**SELECTED EXCERPT:**
Table 1 The charge assignments of new particles under the full gauge group \(SU(3)_{c}\times SU(2)_{L}\times U(1)_{Y}\times U(1)_{F}\). Our choice of \(U(1)_{F}\) charge of \(\phi _{2}\) is related to our choice of particular solution of the axial anomaly free equations. In this particular choice, \(\phi _{2}\) gives masses to \(F_{e}\) and \(F_{\mu }\) and \(\phi _{1}\) gives mass to \(F_{\tau }\). Where index \(i = e, \mu , \tau \) and our Y of SM \(U(1)_{Y}\) is same as \(\frac{Y}{2}\) in the usual convention
Full size table

To make the theory free of axial anomaly the \(Y_{i}\)s and \(n_{i}\)s must solve the following equations,

$$\begin{aligned} \sum ^{3}_{i = 1}Y_{i}^{2}n_{i} = 0\nonumber \\ \sum ^{3}_{i = 1}n_{i}^{2}Y_{i} = 0\nonumber \\ \sum ^{3}_{i = 1}n^{3}_{i} = 0 \end{aligned}$$
(1)

which are the anomaly free conditions coming from \(U(1)_{Y}^{2}U(1)_{F}\), \(U(1)_{F}^{2}U(1)_{Y}\) and \(U(1)_{F}^{3}\) respectively. But there is one more anomaly free condition due to gravity as \(Gravity^{2}U(1)_{F}\) which gives

$$\begin{aligned} \sum ^{3}_{i = 1}n_{i} = 0. \end{aligned}$$
(2)

One simplest solutions of Eqs. (1) and (2) for \(Y_{i}\)s and \(n_{i}\)s is trivial solution i.e \(n_{e} = n_{\mu } = n_{\tau } = 0\). The trivial solution is same as not introducing the \(U(1)_{F}\) gauge symmetry at all as all the new leptons decouples from the \(Z_{F}\) gauge boson. As it will be clear in the following paragraphs, the advantage of introducing the \(U(1)_{F}\) is that non-trivial solutions to the axial anomaly free conditions given above require that one of the exotic leptons is forbidden to have Yukawa coupling with its corresponding SM lepton, and therefore should not show any deviation in the (g-2) of the corresponding SM lepton. Since (g-2) of electron has shown no deviation from the SM prediction, it is clear that \(y_{e}\bar{e}_{R}\phi F_{e}\) should be the forbidden one.

(Items listed in a dataset)
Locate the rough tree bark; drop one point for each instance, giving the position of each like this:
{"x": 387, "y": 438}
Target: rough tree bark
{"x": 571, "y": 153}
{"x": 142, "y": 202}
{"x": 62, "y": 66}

**EXERCISE REQUIREMENTS:**
**A.** From the excerpt on axial anomaly cancellation, copy the text from "One simplest solutions" to "the forbidden one.".
**B.** Summarize the excerpt on axial anomaly cancellation in two sentences.

**SOLUTION LIST:**
**A.**
One simplest solutions of Eqs. (1) and (2) for \(Y_{i}\)s and \(n_{i}\)s is trivial solution i.e \(n_{e} = n_{\mu } = n_{\tau } = 0\). The trivial solution is same as not introducing the \(U(1)_{F}\) gauge symmetry at all as all the new leptons decouples from the \(Z_{F}\) gauge boson. As it will be clear in the following paragraphs, the advantage of introducing the \(U(1)_{F}\) is that non-trivial solutions to the axial anomaly free conditions given above require that one of the exotic leptons is forbidden to have Yukawa coupling with its corresponding SM lepton, and therefore should not show any deviation in the (g-2) of the corresponding SM lepton. Since (g-2) of electron has shown no deviation from the SM prediction, it is clear that \(y_{e}\bar{e}_{R}\phi F_{e}\) should be the forbidden one.

**B.** To make the theory free of axial anomaly, the Y_i and n_i must satisfy three conditions coming from U(1)_Y²U(1)_F, U(1)_F²U(1)_Y and U(1)_F³, along with a gravitational condition requiring the n_i to sum to zero. The trivial solution, with n_e = n_μ = n_τ = 0, is the same as not introducing U(1)_F at all, while non-trivial solutions forbid one exotic lepton from having a Yukawa coupling with its corresponding SM lepton, and because the electron's (g-2) shows no deviation from the SM prediction, the electron coupling should be the forbidden one.